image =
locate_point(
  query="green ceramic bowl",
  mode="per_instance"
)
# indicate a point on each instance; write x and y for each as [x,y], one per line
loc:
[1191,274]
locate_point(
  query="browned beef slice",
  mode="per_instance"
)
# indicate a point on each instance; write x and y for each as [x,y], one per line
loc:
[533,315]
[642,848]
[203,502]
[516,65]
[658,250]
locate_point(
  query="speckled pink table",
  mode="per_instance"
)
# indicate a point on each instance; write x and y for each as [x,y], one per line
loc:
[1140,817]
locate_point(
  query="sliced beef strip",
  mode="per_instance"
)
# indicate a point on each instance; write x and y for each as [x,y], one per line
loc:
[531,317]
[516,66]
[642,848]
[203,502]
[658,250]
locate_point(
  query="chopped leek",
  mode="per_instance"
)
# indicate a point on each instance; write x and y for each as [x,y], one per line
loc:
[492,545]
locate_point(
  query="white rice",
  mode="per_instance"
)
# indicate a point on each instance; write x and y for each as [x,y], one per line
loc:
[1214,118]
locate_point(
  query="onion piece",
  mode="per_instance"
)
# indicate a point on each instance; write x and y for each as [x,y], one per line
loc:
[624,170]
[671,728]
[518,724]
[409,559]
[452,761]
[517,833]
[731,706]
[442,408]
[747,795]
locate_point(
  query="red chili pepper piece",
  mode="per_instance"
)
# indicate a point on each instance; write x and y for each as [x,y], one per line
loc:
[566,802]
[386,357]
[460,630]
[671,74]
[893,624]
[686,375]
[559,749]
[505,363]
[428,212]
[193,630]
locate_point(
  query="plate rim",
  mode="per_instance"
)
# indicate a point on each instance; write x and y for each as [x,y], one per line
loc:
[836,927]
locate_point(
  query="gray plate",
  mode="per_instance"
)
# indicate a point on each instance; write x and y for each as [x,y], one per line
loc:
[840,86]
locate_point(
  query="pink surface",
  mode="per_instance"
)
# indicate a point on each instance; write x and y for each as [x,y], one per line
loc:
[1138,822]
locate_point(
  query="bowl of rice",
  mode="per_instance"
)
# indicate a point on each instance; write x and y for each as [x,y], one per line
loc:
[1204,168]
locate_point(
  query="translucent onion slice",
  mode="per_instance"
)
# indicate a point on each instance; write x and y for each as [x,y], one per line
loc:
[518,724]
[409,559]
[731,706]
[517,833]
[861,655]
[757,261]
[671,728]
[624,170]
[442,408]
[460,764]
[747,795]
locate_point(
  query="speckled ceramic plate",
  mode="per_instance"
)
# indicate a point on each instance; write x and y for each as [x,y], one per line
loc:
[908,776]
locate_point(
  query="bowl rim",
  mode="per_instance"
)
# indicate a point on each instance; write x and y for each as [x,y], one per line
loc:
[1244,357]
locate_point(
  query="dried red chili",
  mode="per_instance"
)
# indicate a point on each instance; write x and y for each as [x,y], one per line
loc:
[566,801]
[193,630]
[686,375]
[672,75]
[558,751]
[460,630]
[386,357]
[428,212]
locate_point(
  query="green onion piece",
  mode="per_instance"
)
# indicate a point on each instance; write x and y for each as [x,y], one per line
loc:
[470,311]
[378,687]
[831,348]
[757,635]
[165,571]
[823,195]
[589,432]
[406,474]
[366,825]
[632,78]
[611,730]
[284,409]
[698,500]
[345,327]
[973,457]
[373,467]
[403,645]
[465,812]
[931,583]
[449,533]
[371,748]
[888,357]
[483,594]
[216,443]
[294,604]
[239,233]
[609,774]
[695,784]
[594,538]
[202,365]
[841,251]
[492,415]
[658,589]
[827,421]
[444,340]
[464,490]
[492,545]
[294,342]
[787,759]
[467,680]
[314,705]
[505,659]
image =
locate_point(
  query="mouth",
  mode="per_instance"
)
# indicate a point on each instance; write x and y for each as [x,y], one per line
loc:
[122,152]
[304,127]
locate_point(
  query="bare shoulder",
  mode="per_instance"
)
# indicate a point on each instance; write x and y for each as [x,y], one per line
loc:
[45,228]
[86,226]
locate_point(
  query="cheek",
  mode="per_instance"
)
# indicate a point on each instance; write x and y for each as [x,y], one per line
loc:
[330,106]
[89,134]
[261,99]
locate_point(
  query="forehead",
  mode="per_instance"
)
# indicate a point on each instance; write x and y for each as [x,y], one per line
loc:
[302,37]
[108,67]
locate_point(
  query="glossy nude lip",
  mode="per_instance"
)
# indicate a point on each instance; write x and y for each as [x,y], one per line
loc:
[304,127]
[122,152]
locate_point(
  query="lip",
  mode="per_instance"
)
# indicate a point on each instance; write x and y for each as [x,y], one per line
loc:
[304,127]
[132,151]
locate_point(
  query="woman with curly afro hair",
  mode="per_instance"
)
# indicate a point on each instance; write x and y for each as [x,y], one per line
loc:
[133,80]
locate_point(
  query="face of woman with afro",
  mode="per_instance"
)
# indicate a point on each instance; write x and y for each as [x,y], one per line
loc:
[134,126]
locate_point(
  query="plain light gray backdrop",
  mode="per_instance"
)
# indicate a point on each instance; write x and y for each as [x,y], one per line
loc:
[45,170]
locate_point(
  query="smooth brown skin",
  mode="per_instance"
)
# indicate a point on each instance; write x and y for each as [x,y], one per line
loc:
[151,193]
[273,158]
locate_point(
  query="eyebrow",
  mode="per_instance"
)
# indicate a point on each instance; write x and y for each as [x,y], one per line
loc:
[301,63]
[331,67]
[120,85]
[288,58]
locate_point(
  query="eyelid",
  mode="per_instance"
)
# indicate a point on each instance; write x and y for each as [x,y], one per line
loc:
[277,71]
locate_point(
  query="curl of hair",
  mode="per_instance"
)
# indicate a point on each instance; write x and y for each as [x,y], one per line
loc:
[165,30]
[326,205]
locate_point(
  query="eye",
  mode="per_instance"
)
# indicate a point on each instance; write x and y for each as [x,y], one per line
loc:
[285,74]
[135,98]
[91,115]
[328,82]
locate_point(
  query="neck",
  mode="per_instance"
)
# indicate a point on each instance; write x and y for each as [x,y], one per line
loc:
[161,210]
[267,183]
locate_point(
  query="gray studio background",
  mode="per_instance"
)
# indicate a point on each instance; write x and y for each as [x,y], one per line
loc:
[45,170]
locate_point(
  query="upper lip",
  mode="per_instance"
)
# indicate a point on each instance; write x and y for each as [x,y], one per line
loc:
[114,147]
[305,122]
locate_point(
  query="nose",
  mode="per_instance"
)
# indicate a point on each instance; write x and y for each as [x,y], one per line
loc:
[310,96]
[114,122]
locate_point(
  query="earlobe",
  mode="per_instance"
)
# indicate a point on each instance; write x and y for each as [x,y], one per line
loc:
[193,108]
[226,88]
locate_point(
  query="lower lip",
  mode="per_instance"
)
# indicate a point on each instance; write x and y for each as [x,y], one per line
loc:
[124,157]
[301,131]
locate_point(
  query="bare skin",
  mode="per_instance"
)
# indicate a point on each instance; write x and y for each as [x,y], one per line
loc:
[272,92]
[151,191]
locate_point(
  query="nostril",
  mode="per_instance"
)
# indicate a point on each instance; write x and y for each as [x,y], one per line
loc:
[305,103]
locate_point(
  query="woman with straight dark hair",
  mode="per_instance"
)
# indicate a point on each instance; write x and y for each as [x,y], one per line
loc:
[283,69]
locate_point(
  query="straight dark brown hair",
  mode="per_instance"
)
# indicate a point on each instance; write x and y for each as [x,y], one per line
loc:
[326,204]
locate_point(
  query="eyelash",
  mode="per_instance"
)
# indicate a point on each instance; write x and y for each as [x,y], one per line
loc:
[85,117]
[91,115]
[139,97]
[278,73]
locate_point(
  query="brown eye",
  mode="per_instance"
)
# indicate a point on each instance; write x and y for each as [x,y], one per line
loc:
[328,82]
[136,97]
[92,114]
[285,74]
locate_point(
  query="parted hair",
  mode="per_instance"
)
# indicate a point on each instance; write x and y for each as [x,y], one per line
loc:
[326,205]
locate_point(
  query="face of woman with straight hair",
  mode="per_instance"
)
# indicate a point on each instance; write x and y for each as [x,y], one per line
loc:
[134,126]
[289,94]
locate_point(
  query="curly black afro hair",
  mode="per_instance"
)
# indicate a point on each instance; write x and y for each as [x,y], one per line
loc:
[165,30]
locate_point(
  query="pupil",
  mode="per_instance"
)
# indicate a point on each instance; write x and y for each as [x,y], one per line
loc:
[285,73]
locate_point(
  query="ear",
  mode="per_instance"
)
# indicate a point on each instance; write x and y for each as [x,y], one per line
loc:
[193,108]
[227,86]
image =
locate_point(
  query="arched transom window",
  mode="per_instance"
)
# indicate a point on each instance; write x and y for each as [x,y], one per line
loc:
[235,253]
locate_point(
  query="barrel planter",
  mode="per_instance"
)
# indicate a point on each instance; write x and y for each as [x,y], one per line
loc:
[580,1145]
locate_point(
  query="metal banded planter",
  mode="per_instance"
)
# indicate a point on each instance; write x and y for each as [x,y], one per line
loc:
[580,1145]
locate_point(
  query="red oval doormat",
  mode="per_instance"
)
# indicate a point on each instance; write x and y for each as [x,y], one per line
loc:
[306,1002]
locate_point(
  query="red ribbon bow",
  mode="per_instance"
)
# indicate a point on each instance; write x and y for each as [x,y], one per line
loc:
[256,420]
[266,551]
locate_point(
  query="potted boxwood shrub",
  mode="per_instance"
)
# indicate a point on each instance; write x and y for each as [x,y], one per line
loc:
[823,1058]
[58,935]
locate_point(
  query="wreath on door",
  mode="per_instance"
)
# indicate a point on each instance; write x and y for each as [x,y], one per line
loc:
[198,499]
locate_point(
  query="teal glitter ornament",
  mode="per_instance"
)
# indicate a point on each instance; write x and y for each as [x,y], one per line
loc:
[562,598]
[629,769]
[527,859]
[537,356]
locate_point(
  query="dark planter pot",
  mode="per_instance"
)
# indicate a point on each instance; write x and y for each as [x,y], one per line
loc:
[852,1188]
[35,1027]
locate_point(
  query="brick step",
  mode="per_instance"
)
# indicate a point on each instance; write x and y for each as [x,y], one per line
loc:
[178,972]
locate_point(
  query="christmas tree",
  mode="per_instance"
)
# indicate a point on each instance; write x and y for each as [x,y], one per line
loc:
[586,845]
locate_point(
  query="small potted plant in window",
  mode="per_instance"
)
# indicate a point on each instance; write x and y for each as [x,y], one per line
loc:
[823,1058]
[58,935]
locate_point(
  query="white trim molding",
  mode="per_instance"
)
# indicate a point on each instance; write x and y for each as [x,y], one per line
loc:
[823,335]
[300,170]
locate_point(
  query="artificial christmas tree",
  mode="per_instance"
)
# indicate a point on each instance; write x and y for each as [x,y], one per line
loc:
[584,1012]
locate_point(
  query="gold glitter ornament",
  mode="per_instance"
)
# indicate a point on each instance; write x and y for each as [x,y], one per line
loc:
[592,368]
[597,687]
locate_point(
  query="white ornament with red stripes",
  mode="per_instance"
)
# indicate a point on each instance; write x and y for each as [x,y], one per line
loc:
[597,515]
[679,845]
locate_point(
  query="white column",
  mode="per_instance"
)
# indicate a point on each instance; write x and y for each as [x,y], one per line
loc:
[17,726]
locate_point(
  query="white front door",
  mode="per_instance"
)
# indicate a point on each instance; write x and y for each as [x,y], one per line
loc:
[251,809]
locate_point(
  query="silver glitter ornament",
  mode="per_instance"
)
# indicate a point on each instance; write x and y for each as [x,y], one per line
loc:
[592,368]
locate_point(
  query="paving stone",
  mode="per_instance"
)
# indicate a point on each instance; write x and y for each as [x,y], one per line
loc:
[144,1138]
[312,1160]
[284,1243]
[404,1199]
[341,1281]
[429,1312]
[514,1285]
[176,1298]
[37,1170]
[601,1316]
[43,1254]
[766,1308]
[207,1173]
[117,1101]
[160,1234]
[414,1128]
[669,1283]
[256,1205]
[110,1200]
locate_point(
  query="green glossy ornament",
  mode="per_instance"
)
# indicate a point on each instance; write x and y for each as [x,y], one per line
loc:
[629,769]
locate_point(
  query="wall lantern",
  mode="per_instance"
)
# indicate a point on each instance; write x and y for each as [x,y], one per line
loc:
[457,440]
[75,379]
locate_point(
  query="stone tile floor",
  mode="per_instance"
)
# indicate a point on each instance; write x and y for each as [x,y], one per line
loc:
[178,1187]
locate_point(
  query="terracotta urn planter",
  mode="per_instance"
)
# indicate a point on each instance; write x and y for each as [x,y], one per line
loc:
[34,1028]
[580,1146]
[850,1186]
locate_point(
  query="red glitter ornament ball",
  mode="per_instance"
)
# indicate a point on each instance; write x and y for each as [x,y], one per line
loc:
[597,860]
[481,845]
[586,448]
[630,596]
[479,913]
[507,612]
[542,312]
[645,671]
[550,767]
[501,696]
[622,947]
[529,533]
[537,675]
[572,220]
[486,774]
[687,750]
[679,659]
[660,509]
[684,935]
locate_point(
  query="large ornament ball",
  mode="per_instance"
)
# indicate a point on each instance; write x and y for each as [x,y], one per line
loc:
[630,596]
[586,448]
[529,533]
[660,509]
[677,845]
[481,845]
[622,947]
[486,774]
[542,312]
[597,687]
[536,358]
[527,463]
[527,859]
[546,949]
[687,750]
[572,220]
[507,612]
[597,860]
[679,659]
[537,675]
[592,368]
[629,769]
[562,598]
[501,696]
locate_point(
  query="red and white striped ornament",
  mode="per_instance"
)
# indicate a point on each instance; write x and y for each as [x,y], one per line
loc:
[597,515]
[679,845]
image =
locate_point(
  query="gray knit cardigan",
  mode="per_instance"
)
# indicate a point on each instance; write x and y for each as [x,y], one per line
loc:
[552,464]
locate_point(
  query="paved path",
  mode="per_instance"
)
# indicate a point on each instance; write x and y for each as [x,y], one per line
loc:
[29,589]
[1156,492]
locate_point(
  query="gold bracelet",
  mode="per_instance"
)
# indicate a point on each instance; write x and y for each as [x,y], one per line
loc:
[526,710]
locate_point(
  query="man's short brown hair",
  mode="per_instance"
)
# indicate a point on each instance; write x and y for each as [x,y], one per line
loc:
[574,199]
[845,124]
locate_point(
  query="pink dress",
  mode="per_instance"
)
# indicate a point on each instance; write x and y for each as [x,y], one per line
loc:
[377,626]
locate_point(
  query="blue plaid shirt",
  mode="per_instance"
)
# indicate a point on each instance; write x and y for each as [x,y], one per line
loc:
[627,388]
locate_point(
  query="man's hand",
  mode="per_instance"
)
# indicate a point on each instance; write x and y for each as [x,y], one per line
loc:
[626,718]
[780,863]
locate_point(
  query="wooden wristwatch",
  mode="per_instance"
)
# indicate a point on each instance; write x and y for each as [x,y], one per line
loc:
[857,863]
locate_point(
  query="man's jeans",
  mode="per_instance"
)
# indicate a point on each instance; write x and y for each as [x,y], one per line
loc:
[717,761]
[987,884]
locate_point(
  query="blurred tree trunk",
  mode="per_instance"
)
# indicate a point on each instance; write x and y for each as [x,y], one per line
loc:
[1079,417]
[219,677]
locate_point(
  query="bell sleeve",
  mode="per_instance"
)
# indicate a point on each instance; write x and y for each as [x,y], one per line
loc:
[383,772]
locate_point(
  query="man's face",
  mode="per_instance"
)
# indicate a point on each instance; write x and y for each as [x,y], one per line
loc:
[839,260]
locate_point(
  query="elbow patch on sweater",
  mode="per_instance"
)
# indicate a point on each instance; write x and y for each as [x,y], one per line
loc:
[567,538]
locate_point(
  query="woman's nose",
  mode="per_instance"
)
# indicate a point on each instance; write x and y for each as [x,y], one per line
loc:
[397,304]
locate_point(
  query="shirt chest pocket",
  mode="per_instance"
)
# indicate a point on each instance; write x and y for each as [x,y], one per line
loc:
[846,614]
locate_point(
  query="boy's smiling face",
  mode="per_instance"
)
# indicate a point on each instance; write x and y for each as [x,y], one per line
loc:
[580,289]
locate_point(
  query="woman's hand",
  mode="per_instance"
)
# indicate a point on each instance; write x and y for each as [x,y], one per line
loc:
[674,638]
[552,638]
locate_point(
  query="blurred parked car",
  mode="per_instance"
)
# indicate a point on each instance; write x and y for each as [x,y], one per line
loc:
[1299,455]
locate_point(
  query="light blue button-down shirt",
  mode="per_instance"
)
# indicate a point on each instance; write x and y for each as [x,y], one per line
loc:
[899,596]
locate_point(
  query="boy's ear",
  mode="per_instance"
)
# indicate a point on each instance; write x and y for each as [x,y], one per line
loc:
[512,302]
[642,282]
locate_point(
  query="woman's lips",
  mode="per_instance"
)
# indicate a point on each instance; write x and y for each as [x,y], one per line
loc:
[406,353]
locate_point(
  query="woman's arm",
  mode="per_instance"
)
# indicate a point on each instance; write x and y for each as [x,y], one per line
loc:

········

> _To do_:
Please find each line in the rows above that contains the string "plate", and copy every such line in full.

> _Exercise solution_:
  query="plate rim",
  query="gray plate",
  query="speckled ceramic plate",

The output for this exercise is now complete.